Work instructions
Scan the material below for "shaped", then return each line that contains it.

Data records
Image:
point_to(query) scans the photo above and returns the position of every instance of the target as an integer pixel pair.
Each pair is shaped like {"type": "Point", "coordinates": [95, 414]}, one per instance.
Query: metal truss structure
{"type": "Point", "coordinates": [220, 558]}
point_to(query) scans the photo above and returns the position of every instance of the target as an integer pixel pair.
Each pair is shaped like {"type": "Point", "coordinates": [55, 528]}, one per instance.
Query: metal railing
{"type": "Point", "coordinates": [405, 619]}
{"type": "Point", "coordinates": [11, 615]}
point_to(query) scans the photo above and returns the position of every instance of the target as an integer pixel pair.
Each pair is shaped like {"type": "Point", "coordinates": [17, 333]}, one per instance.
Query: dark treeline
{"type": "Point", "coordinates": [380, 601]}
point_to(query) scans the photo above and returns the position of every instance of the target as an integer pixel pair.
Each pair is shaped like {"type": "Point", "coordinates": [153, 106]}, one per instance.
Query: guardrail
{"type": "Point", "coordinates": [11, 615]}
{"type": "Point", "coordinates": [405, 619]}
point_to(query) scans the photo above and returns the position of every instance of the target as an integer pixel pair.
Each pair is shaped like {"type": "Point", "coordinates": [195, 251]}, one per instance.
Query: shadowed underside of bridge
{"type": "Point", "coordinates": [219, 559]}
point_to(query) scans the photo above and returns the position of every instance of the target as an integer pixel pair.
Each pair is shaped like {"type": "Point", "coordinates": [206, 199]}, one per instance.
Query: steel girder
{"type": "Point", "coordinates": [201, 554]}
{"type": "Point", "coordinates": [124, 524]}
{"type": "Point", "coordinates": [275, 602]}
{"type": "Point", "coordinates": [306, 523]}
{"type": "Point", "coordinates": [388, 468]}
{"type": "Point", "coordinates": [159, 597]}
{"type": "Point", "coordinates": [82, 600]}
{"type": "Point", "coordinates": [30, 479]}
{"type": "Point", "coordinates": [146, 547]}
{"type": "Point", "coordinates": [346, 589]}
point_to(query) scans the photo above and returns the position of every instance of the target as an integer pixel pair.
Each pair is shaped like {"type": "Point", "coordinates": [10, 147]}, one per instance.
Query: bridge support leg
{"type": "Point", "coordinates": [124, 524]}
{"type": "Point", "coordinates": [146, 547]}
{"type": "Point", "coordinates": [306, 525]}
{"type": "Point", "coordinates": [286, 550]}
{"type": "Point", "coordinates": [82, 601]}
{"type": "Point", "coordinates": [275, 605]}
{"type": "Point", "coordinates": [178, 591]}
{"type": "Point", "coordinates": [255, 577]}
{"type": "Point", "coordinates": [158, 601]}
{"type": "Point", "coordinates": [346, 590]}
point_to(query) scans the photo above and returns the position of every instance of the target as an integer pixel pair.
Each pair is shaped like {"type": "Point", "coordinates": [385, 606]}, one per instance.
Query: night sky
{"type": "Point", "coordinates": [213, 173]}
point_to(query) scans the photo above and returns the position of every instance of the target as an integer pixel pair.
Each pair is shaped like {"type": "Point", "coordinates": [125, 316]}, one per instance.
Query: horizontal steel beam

Output of the task
Each pair is shaped like {"type": "Point", "coordinates": [95, 414]}, one per instance.
Each pair is shaped like {"type": "Point", "coordinates": [55, 528]}, one per instance.
Each pair is shaped like {"type": "Point", "coordinates": [17, 333]}, one per instance.
Each pair is shaped like {"type": "Point", "coordinates": [153, 106]}, one per instance.
Each pair is shaped like {"type": "Point", "coordinates": [195, 251]}, one per instance.
Each pair is shaped like {"type": "Point", "coordinates": [206, 199]}, one per instance.
Each pair is shaped like {"type": "Point", "coordinates": [10, 147]}, one per instance.
Each pair is shaped like {"type": "Point", "coordinates": [385, 606]}, one per instance.
Each pair is shaped like {"type": "Point", "coordinates": [125, 316]}, one per instance.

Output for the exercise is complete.